(Dataset records)

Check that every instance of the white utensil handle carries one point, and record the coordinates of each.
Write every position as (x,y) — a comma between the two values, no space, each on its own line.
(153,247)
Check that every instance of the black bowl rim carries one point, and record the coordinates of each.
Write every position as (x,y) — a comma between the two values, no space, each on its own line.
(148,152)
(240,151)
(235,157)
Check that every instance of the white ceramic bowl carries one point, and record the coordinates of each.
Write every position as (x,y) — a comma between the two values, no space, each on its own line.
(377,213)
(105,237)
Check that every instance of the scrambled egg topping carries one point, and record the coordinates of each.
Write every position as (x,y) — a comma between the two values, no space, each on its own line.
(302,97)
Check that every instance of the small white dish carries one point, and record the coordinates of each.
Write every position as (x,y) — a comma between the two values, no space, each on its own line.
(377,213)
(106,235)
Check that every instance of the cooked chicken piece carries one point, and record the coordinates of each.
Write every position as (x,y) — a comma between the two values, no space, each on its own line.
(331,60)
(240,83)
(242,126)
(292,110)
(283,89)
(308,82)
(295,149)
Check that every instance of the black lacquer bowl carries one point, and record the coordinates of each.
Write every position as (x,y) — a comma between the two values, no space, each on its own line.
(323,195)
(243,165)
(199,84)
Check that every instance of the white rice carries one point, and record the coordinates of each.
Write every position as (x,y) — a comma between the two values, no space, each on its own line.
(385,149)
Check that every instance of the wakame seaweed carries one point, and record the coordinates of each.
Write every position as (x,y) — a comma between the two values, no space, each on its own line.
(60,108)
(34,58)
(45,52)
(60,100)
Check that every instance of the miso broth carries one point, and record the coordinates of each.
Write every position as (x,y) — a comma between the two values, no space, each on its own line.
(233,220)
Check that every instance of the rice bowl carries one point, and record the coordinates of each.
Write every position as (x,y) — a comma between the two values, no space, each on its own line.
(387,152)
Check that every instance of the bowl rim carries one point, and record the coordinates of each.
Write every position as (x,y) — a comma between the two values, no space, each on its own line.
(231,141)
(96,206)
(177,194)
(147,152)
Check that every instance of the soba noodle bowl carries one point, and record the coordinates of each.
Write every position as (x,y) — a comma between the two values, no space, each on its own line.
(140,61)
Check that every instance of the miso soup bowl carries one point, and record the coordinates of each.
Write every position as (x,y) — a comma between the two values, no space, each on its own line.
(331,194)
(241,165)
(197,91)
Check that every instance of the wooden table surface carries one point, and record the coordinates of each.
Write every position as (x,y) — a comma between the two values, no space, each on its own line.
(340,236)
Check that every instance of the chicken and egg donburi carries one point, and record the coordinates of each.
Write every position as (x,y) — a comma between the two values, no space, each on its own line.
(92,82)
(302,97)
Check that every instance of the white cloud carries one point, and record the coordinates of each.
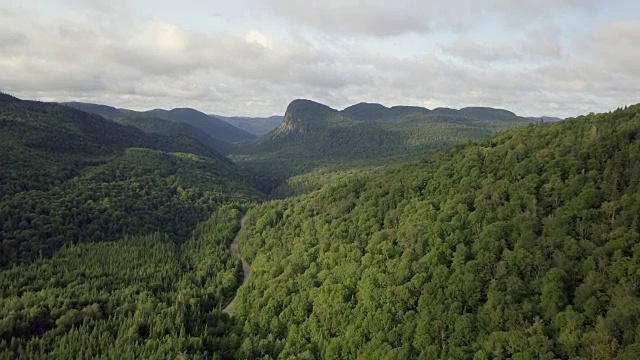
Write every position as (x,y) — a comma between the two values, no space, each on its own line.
(152,62)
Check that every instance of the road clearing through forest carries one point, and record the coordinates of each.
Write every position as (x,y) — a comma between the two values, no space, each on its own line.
(246,267)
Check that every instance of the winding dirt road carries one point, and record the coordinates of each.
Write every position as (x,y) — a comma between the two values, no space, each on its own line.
(246,267)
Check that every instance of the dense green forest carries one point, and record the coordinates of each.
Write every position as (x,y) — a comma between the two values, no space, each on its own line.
(313,136)
(140,297)
(523,246)
(156,125)
(115,243)
(73,177)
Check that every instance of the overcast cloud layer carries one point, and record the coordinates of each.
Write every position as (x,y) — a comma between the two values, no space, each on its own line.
(545,57)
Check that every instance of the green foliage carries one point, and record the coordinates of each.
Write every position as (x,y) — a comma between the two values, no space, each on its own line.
(136,298)
(523,246)
(313,135)
(254,125)
(139,192)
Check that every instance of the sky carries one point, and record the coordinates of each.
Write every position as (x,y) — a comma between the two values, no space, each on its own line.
(253,57)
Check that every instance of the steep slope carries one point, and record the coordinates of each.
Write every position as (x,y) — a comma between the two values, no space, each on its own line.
(152,124)
(522,246)
(313,135)
(43,144)
(255,125)
(69,177)
(212,126)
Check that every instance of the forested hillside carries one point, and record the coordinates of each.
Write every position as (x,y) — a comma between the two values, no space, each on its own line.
(313,135)
(72,177)
(103,252)
(255,125)
(523,246)
(153,124)
(141,297)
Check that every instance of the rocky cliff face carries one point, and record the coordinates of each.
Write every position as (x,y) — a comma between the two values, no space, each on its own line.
(301,116)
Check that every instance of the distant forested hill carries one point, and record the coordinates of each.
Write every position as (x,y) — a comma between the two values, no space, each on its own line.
(69,177)
(255,125)
(522,246)
(313,135)
(209,130)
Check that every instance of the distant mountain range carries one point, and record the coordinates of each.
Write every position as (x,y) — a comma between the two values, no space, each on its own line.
(256,125)
(209,130)
(313,134)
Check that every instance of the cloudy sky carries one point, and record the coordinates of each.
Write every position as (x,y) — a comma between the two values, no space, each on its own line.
(252,57)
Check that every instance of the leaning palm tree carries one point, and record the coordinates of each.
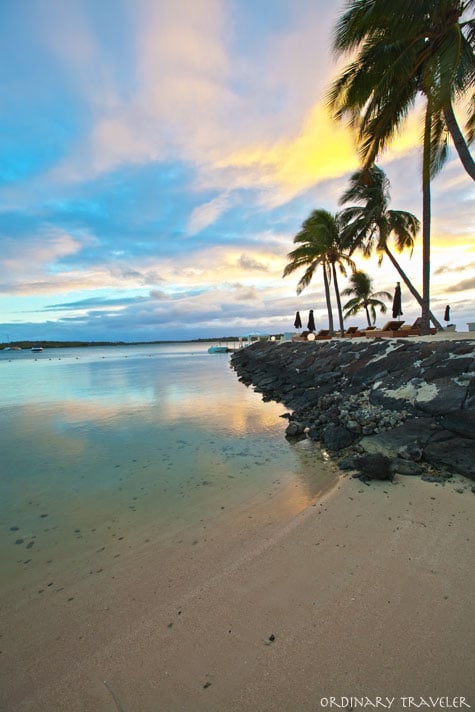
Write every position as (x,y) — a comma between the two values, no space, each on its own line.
(362,297)
(370,224)
(433,56)
(320,245)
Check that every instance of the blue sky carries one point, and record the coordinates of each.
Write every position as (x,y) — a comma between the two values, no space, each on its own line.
(157,158)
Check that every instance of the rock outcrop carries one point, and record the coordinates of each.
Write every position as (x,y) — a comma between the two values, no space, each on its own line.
(411,401)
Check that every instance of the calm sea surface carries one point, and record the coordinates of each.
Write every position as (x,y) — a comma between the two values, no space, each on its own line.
(107,443)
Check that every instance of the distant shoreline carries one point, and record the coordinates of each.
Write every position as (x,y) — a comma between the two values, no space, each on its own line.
(82,344)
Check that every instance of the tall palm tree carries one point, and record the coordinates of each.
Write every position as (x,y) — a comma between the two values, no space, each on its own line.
(404,49)
(363,297)
(370,224)
(320,245)
(433,55)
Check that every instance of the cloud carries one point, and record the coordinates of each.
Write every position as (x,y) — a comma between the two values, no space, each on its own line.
(464,286)
(447,269)
(206,214)
(248,263)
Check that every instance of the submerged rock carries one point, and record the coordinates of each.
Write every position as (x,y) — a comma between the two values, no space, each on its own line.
(406,401)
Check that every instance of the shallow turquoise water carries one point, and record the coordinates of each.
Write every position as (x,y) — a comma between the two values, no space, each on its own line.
(107,443)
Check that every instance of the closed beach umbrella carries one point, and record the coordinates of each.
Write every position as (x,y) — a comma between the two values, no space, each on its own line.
(311,321)
(397,309)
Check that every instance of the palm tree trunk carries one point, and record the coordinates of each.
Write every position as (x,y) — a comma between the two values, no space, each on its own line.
(367,314)
(426,217)
(459,141)
(328,300)
(338,300)
(410,286)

- WORK TO COMPLETE
Give every record again exactly, apart from the pictures, which stay out.

- PROBLEM SOLUTION
Check that every instance of the white utensil handle carries one point, and record the coordinates of each.
Write every position as (x,y) — a comma between the two values, no space, each on its own line.
(153,247)
Check that every instance of the black bowl rim carries one point, and record the coordinates of each.
Write every position as (x,y) — a comma between the two values, no space, each on its own line.
(148,152)
(240,151)
(235,157)
Check that every instance of the white ceramic bowl carries one point, and record the coordinates of each.
Write every position as (x,y) — a comma between the two values, no space, each on its own line.
(377,213)
(105,237)
Check that every instance of the scrambled egg topping carries one point, and record the coordinates of each.
Write every position as (x,y) — a comma between the two values, no space, each on its own line.
(302,97)
Check that every instance of the small white dish carries one point, and record the coordinates of each.
Write every position as (x,y) — a comma between the two values, no space, each on its own line.
(377,213)
(106,235)
Check that every instance of the cooked chicken piece carries one point, and record the coordinates of each.
Write every position as (x,y) — a comma between the two values, no space, each on its own line.
(331,60)
(240,83)
(242,126)
(292,110)
(283,89)
(308,82)
(295,149)
Check that every instance of the black lacquer bowl carries one point, and record the coordinates of each.
Write every position as (x,y) — a comma between the two values, no space, each on its own line.
(323,195)
(243,165)
(199,84)
Check that every instance of the white rice carries one point, and record the coordinates of each.
Write every position as (x,y) — a comma between the two values, no space, each on its own line.
(385,149)
Check that every instance of the wakame seaweed carries one point, and record the coordinates of each.
Write every position as (x,y) — a comma between the two values, no space, each on its own line.
(60,108)
(34,58)
(45,52)
(60,100)
Check that every instance of the miso broth carries one point, and record the coordinates of each.
Write every position as (x,y) — a comma between the two values, no space, each on its own line.
(233,220)
Check that every instance of the rice bowl carries one point, and record the coordinates of each.
Write every position as (x,y) — a comma between the two values, no space, each on its own line.
(387,152)
Check that every instance of the bowl rim carries one point, and record the coordinates of each.
Write every position as (x,y) — a comma between the two values, no space, each on its own line.
(231,141)
(96,206)
(177,194)
(147,152)
Check that every instance of the soba noodle bowl carries one point, and record the coordinates of each.
Write every position as (x,y) — a comma between the two values, no space, each on its own line.
(140,61)
Check that every instance of the miso soup bowl carries one point, and record the coordinates of each.
Write every position as (x,y) — a comma between the two values, no space, each on its own line.
(331,194)
(241,165)
(197,91)
Check that every instance of the wooden table surface carries one point, and record the coordinates of each.
Write every position as (x,y) — a comma between the two values, no space, each on its own line.
(340,236)
Check that every instance of the chicken and egg donburi carries one point, and record the coordinates of each.
Write every position as (x,y) — a comma between the two values, no space, each on its own line.
(92,82)
(302,97)
Check that every instance of the white cloud carries one point, and record the coordinates of each.
Write every position as (x,y) — a comma between the two values, no space, each on its own line.
(152,62)
Check that every instance of the road clearing through forest carries one point, and record the coordinates of each.
Write every position as (x,y) — a comma between the two values, no space, each on its own line.
(246,267)
Check that every instance of the winding dirt road carries one point, and record the coordinates of each.
Write every position as (x,y) — a comma between the two values, no space, each on its own line.
(246,267)
Check that every instance of the dense green forest carries one point, and record the coordinates of each.
Write every position as (x,y) — a comma between the two values, no space, each on its own line.
(313,136)
(140,297)
(523,246)
(156,125)
(115,243)
(73,177)
Check that every instance of the overcast cloud layer carries one point, and record the coordinates of each.
Write every position as (x,y) — a comma between the two values, no space, each on its own line.
(545,57)
Check that every instance of the green foliage carries one point, and record the coordinates of each.
Write every position as (x,y) — a comma between the two values, no space, each on its own line.
(136,298)
(523,246)
(313,135)
(254,125)
(139,192)
Check that every instance of the sky carries one point, and record the coordinates of each.
Write every position as (x,y) — a comma between the two values, no space, each on its own line.
(253,57)
Check that every instance of the steep slope carries one point, and record the coordinates of each.
Write every position as (x,y) — a comma between the two values, no space, each on its own line.
(152,124)
(522,246)
(313,135)
(43,144)
(255,125)
(69,177)
(212,126)
Check that every instance of the forested hillside carries one point, and record the coordinates of each.
Write every position as (x,y) — a comma between the two values, no space, each on its own line.
(313,135)
(72,177)
(103,252)
(255,125)
(523,246)
(153,124)
(141,297)
Check that every instance of the rocky cliff face carries one point, and record the coordinates of each.
Write every position as (x,y) — a comma between the two values, no space, each on its own line.
(301,116)
Check that every instance of the distant forested hill carries one point, and record the coordinates of each.
Write every position as (x,y) — a comma between the two values, no space, each on its own line.
(69,177)
(255,125)
(522,246)
(313,135)
(209,130)
Check that every instance of the distant mountain range carries one point, and record the coordinates of each.
Write every position as (x,y) — a comma between the two values, no space, each on its own line.
(256,125)
(209,130)
(313,134)
Check that every instance of the cloudy sky carries one point, and record the coordinates of each.
Write every position as (x,y) — a comma between the two values, no space, each on its own line.
(252,57)
Check that every instance of the leaning palm tree carries one point, and record the coordinates of each.
Write every position as (x,y) — a comma between the two values, no space, each on its own line.
(362,297)
(370,224)
(433,56)
(320,245)
Check that every instance of the blue sky carries one point, and record the coordinates of each.
Write every position as (x,y) — a comma between the two values, no space, each on its own line.
(157,158)
Check that every instance of the rock outcrop carries one point, and record the coordinates of each.
Write every position as (x,y) — a comma between the two values, no space, each on its own line.
(411,401)
Check that every instance of the calm sea surface carries one point, and record the coordinates of each.
Write every position as (x,y) — a comma between the two values, no space, each on its own line.
(107,443)
Check that every instance of the distant shoreline carries one point, and record the coordinates of each.
Write every position as (x,y) — a comma between the two values, no space, each on its own line.
(82,344)
Check that every instance of the tall palm tree carries one point, and record the coordinates of each.
Write every position as (x,y) — a comma between the two values, no space, each on its own line.
(404,49)
(363,297)
(370,224)
(320,245)
(433,55)
Check that every instance of the cloud carries one point, and record the coordinates of each.
Write every position as (x,y) — a comma between the two values, no space, each on its own line.
(464,286)
(447,269)
(206,214)
(248,263)
Check that every instance of the submerged rock carries one point, and record the coordinates of each.
Write every position as (x,y) — a comma between the two values, no space, each on its own line.
(406,401)
Check that every instance of the shallow turquoise water carries one point, and record the coordinates of each.
Write every position as (x,y) — a comma between the two values, no space, each on its own line.
(107,443)
Check that every instance of the closed beach umbrella carries one point, and record the coordinates of each.
Write every position as (x,y) — a comma between the two values, no space, each on its own line.
(311,321)
(397,309)
Check that every instance of the palm tree trunk carries one point, and record the coordinates of each.
Write every position as (x,y) — a comma between the two values, no space, each on its own line.
(367,314)
(426,217)
(459,141)
(328,300)
(338,300)
(410,286)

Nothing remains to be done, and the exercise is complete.